My father-in-law passed away this week. I only knew him for 5 of his 70 years but I knew he was a good man. I intended on being strong and just being there to support Mr and the boys and the family. That’s not so easy really, unless you are without compassion. But I care. I care that he was a good man who spent 50 years with his wife and their children. (I didn’t even know there were four!) I care that he spent a big part of his life in pain – his own and his daughter’s physical pain and his family’s emotional torment.
He served 20+ years in the Air Force, and it was Vietnam that ultimately killed him. Now I don’t know much about what happened there or how the defence forces provide for the returned servicemen, but I do know that they still don’t accept responsibility for the suffering of the servicemen and their families, caused by the chemicals used in Vietnam. And I know that that hurt my father-in-law very much.
I hadn’t known Mr very long before his sister died, but I was with him and his parents that night. I saw how much they all hurt. They were open in their grief. She had suffered for a long time in her short life, having been conceived after Vietnam, thereby being exposed to the chemicals that caused the cancer. And my father-in-law, I think, blamed himself a little and he was rightly angry that the defence forces wouldn’t accept any responsibility. I never heard much more about that issue in the years after, but I still wonder if anyone is fighting the fight for those that have suffered so much for the service of their country in Vietnam.

**Segmentation mask listing**
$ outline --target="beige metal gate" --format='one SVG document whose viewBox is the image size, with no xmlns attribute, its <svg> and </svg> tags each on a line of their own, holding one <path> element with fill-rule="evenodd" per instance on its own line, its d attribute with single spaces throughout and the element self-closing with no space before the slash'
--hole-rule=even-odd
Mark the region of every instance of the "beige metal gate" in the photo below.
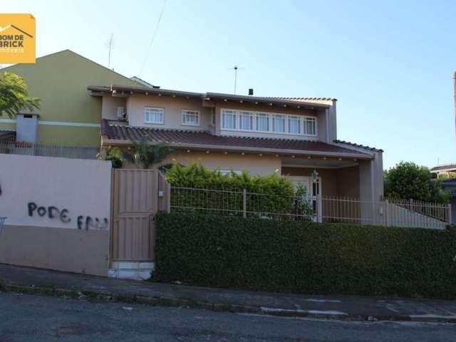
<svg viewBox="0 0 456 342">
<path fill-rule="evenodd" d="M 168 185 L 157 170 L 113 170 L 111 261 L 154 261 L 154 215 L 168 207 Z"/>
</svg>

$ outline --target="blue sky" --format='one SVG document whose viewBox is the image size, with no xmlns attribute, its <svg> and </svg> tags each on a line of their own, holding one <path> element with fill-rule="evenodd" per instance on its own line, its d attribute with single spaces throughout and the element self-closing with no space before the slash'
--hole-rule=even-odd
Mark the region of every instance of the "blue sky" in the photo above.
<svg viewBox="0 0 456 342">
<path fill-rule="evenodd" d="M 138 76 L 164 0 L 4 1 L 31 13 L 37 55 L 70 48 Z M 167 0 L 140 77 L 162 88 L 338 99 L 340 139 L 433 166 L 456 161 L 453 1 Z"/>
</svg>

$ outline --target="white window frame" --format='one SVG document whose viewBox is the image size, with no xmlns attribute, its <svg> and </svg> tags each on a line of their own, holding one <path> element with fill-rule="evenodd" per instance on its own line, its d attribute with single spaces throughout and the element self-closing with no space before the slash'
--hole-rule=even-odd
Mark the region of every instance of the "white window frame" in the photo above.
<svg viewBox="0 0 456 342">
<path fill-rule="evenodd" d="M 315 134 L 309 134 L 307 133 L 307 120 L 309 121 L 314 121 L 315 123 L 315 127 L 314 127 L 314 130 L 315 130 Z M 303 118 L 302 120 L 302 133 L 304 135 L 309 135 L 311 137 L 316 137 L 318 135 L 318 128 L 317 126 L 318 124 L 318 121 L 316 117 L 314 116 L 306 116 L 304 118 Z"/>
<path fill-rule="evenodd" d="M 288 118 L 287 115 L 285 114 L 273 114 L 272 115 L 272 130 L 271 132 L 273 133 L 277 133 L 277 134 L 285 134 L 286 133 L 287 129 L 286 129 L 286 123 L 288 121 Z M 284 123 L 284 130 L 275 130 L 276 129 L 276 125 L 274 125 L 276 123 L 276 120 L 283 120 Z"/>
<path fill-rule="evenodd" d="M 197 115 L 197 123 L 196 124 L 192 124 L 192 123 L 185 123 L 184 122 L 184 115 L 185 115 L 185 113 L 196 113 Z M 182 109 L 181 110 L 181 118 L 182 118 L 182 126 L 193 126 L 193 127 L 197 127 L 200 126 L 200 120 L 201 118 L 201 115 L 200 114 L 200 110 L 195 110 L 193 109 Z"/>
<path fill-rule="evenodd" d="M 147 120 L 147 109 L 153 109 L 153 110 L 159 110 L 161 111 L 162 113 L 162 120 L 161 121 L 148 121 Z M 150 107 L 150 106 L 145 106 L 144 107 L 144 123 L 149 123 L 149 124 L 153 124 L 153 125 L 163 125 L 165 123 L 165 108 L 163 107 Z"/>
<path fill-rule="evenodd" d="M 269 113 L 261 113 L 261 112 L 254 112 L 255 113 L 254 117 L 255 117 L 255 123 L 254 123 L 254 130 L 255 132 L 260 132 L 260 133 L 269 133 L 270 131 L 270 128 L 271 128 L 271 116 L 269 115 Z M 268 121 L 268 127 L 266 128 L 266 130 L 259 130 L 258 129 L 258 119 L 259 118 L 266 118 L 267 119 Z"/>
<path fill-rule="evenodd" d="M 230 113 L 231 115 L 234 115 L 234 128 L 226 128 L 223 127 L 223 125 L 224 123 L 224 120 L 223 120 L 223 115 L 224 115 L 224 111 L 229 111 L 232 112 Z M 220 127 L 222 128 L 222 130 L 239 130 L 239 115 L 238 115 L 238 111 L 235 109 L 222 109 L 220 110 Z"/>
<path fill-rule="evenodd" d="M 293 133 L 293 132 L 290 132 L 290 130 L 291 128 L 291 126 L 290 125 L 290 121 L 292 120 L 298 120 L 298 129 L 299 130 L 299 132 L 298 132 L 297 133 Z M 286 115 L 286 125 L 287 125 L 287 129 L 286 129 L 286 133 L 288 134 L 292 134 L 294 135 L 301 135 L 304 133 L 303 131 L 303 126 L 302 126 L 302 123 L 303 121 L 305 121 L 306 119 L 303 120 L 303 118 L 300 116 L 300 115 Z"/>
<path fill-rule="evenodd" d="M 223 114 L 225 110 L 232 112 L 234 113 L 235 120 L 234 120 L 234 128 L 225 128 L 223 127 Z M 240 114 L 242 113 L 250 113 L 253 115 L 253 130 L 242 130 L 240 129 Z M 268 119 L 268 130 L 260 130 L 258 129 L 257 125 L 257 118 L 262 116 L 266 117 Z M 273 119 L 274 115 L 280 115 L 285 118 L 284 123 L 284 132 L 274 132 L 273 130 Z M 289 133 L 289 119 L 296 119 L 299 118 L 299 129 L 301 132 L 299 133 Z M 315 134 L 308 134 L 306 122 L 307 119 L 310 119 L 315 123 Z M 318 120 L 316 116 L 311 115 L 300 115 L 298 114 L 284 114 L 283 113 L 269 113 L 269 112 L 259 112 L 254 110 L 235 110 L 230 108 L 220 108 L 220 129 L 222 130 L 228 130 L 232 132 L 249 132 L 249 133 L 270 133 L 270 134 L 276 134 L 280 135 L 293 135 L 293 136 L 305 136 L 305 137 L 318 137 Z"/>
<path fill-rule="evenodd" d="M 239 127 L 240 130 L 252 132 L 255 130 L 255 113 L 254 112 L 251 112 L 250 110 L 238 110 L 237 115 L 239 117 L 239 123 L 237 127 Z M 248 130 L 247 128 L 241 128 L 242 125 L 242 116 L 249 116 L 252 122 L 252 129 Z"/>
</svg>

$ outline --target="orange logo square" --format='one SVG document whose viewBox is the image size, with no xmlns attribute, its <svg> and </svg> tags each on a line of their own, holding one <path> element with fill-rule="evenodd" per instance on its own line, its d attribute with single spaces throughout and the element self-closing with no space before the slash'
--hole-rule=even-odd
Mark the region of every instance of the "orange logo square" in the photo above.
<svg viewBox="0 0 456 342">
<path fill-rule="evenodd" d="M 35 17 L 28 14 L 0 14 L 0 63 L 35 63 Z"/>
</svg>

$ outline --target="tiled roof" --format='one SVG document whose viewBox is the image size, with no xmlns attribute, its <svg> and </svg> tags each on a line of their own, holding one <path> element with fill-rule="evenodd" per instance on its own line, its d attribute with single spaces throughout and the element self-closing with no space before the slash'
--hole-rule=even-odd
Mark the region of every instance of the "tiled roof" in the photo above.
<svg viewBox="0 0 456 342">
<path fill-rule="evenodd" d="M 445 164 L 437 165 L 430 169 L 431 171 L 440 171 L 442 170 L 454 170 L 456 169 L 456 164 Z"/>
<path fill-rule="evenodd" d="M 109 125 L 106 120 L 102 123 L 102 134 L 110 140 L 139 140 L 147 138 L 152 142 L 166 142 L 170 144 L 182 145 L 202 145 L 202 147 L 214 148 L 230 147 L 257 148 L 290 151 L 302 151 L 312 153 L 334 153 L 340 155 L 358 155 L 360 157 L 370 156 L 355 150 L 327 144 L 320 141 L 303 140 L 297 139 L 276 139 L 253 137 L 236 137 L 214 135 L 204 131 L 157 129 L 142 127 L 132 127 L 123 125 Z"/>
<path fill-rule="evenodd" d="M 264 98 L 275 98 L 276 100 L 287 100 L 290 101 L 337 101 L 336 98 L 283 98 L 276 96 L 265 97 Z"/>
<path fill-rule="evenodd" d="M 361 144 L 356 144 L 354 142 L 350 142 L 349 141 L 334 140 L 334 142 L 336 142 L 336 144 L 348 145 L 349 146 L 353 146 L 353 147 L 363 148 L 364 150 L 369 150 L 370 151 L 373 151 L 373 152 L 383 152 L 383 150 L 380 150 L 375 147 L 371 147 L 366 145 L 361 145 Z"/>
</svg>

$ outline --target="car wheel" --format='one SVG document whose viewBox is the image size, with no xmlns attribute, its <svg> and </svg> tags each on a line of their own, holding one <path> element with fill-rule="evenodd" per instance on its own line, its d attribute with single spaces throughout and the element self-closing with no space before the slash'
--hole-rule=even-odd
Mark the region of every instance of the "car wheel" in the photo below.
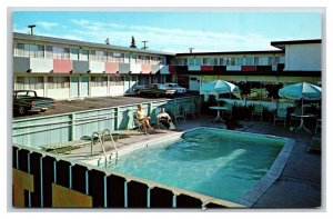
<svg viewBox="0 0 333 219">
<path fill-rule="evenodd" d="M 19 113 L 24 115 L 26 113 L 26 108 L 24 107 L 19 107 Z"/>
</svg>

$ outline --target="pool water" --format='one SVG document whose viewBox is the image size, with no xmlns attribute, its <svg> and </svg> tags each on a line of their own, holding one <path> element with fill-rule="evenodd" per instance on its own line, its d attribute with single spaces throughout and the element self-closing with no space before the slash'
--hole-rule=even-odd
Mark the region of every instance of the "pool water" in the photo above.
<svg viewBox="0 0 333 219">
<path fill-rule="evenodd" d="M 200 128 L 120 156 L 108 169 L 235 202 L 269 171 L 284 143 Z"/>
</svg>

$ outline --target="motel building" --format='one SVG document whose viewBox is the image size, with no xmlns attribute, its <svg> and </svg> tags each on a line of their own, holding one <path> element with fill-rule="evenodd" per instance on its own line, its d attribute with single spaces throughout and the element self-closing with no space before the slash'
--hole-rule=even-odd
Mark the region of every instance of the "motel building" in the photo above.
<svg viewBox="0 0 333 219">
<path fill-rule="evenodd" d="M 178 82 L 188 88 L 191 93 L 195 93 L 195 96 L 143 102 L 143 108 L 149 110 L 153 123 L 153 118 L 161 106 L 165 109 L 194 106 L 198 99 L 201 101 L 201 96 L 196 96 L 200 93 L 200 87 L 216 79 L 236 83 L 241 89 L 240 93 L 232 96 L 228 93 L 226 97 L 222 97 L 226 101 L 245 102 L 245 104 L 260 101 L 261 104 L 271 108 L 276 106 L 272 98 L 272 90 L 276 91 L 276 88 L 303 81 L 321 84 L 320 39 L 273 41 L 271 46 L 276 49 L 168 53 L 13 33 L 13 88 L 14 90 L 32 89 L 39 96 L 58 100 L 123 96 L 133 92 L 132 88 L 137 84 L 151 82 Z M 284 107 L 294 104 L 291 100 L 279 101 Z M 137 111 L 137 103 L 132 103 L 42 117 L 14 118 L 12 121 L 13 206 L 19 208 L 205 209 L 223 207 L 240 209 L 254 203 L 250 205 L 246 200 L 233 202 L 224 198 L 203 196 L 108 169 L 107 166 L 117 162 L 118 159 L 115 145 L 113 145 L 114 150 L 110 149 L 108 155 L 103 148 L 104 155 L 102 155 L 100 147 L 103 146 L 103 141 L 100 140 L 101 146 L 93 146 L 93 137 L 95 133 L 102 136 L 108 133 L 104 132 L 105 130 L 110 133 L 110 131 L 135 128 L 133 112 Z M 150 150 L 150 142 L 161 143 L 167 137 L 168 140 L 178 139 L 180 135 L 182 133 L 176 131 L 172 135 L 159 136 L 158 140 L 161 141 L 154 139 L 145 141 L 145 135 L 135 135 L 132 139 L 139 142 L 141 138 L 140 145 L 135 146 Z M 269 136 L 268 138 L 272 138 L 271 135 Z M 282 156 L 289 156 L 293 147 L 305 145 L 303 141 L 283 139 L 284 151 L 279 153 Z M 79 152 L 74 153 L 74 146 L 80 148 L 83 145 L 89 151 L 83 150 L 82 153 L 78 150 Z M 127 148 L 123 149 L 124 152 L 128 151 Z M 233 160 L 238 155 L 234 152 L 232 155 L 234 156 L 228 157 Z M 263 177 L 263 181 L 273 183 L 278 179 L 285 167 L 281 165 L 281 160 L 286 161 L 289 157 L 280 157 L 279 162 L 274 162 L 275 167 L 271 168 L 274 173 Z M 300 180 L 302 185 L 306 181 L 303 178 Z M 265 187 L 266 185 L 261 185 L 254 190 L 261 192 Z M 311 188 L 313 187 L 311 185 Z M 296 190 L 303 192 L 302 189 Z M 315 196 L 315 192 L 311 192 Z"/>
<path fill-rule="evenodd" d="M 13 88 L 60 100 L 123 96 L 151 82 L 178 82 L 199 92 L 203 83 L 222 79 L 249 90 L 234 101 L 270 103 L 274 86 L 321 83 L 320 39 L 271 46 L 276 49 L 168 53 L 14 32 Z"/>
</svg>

**WORK INSTRUCTIONS**
A: Repeat word for word the part of the passage about the father-in-law starting with "I hadn’t known" and going on through "country in Vietnam.".
B: Answer these questions from the passage about the father-in-law:
(i) For how many years did the writer know the father-in-law?
(ii) How many years did he spend with his wife and their children?
(iii) How long did he serve in the Air Force?
This listing has no connection to the passage about the father-in-law.

**RESULTS OF THE TASKS**
A:
I hadn’t known Mr very long before his sister died, but I was with him and his parents that night. I saw how much they all hurt. They were open in their grief. She had suffered for a long time in her short life, having been conceived after Vietnam, thereby being exposed to the chemicals that caused the cancer. And my father-in-law, I think, blamed himself a little and he was rightly angry that the defence forces wouldn’t accept any responsibility. I never heard much more about that issue in the years after, but I still wonder if anyone is fighting the fight for those that have suffered so much for the service of their country in Vietnam.

B:
(i) 5 years
(ii) 50 years
(iii) 20+ years